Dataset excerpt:
------------------------------------------------

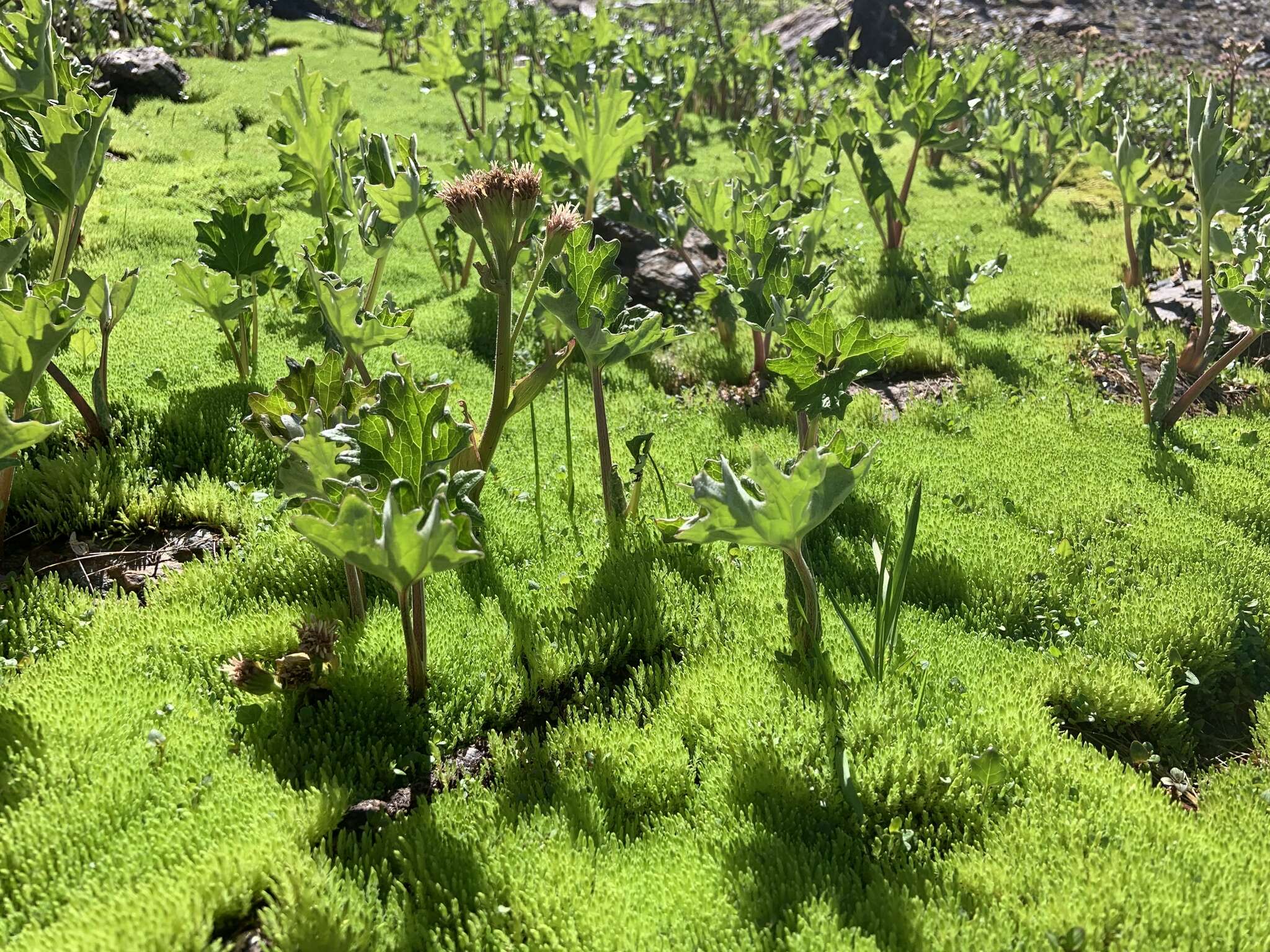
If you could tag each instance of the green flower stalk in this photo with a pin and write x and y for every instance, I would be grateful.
(497, 208)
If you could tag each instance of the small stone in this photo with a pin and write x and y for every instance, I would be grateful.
(140, 71)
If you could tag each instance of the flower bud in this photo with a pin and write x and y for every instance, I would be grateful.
(561, 224)
(498, 188)
(526, 188)
(249, 676)
(316, 637)
(294, 671)
(461, 198)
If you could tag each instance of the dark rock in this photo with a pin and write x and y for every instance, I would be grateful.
(470, 760)
(308, 11)
(1260, 58)
(138, 73)
(401, 803)
(654, 272)
(883, 35)
(1062, 20)
(360, 815)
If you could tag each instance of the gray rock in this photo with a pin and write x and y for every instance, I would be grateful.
(655, 273)
(1260, 58)
(883, 35)
(138, 73)
(1062, 20)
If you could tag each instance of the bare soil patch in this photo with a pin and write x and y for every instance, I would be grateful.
(98, 564)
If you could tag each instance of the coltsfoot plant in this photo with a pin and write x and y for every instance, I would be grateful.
(592, 304)
(776, 507)
(499, 209)
(301, 669)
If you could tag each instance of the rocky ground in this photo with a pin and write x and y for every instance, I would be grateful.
(1189, 30)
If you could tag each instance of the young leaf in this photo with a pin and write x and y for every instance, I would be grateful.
(324, 386)
(395, 183)
(33, 324)
(315, 115)
(407, 437)
(16, 437)
(825, 361)
(781, 508)
(597, 134)
(592, 300)
(104, 301)
(215, 294)
(14, 236)
(401, 545)
(342, 307)
(988, 769)
(236, 240)
(61, 168)
(1215, 178)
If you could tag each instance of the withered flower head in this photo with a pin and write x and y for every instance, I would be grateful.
(562, 223)
(461, 198)
(294, 671)
(526, 188)
(249, 676)
(497, 215)
(316, 637)
(526, 182)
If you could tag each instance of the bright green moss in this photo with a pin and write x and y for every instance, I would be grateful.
(659, 775)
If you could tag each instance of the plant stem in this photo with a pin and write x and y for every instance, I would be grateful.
(497, 418)
(911, 170)
(568, 447)
(1194, 390)
(606, 455)
(436, 259)
(255, 319)
(528, 299)
(812, 599)
(64, 249)
(1142, 385)
(356, 594)
(7, 475)
(468, 265)
(590, 211)
(760, 353)
(1036, 207)
(414, 631)
(687, 259)
(808, 432)
(461, 116)
(374, 286)
(1134, 268)
(94, 426)
(538, 480)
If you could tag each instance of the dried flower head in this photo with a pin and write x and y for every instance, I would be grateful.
(526, 182)
(562, 223)
(497, 214)
(294, 671)
(563, 219)
(463, 198)
(248, 674)
(316, 637)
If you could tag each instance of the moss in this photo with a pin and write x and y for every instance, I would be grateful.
(660, 776)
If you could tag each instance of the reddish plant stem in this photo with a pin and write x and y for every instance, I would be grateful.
(606, 454)
(91, 420)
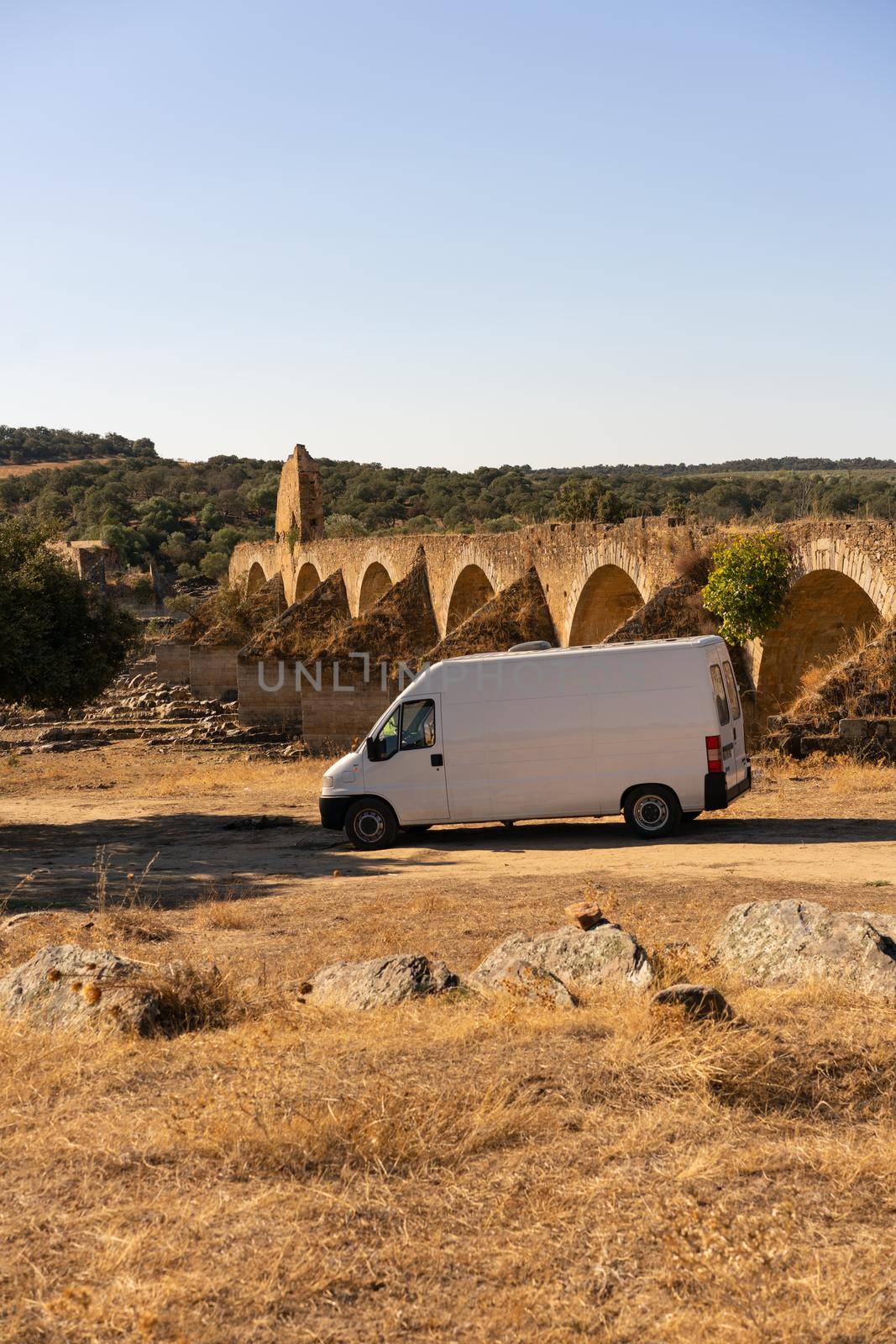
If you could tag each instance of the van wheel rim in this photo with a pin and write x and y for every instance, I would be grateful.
(652, 812)
(369, 826)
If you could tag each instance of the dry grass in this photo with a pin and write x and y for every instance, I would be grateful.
(457, 1169)
(452, 1169)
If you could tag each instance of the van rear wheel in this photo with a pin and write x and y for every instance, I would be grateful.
(371, 824)
(652, 812)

------------------------------------------------

_Required work_.
Edit the rows above so that every "in this photo" becomes "in this image", with everything else unchanged. Omit the pictures from your version.

_Response for this exercise_.
If you could tag each instance of the green flower stalk in this image with a pin and write x and y for every instance, I would be grateful.
(497, 208)
If you could tag each instance of the small stone in this image with a pin and write x and y for every instance, I would be grateful.
(140, 71)
If you could tag each instance of the flower bud in this image with a pin and write x and y for every instance, I would be grateful.
(561, 224)
(498, 188)
(526, 188)
(249, 676)
(316, 637)
(294, 671)
(461, 198)
If you could tag each instance of the dark rock in this image with a pin and write x and y for every instance, I would be grateful.
(470, 760)
(308, 11)
(1260, 58)
(138, 73)
(401, 803)
(654, 272)
(883, 35)
(1062, 20)
(360, 815)
If you could tag each instance of the gray rock in this image with a pin and write x and y for every instance, I would be grateful.
(655, 273)
(1260, 58)
(883, 35)
(138, 73)
(1062, 20)
If you could tag each instance of the bare soil patch in this image with a pin and write x and y for every instance, I would be grateful.
(98, 564)
If you could tag each instance of the coltsfoot plant in this image with a pin and write x and y for every instance, I would be grateful.
(592, 304)
(776, 507)
(499, 209)
(301, 669)
If you could tag each instance of the rocky ground in this image with a pin and write x and y for every instance, I would be grateful.
(1189, 30)
If you could tag each instance of the young leaf in this image with a pin and write x and y for every instance, I would be grateful.
(324, 386)
(395, 183)
(33, 324)
(315, 115)
(407, 437)
(16, 437)
(825, 361)
(781, 508)
(597, 134)
(592, 300)
(104, 301)
(215, 294)
(14, 236)
(401, 545)
(342, 307)
(988, 769)
(236, 240)
(61, 168)
(1215, 178)
If you could tag each instance of the withered flower head in this image with a pin and write x and y for every instance, I would be grateful.
(562, 223)
(461, 198)
(294, 671)
(526, 188)
(249, 676)
(497, 215)
(316, 637)
(526, 182)
If you could tag each instance of the bright green moss in this image with a pin and write x and y for every instance, I would be grateful.
(659, 775)
If you could tag each instance of the plant stem in this image with a pin and write x and y for every instance, I would be grateful.
(497, 418)
(911, 170)
(568, 447)
(1194, 390)
(606, 455)
(436, 259)
(255, 319)
(528, 299)
(812, 599)
(64, 249)
(1142, 385)
(356, 594)
(7, 475)
(468, 265)
(590, 211)
(760, 353)
(1036, 207)
(414, 631)
(687, 259)
(808, 432)
(461, 116)
(374, 286)
(1134, 268)
(94, 426)
(538, 480)
If you could tag each instance of the dried flower head in this image with a pin and write x and y for every instance, I would be grateful.
(526, 182)
(562, 223)
(497, 214)
(294, 671)
(563, 219)
(463, 198)
(248, 674)
(316, 637)
If you could tag each instance of the moss in this image with a pin and write x and y for every instance, I would be grateful.
(660, 776)
If you could tag each instance of the reddish plant stem in this image with a pin and write x and y for every instance, I would be grateful.
(606, 454)
(91, 420)
If you could tag each instance of the van wheel rim in this image with a pin and write x and y for every instance, I would be grateful.
(652, 812)
(369, 826)
If you could tag each instance of the dry grass in this image with a pin and write x and y for every instance, I would be grateful.
(457, 1169)
(452, 1169)
If you could tag each instance of the van rear wheel in this image with a pin and write x and y for every instance, I would be grateful.
(371, 824)
(652, 812)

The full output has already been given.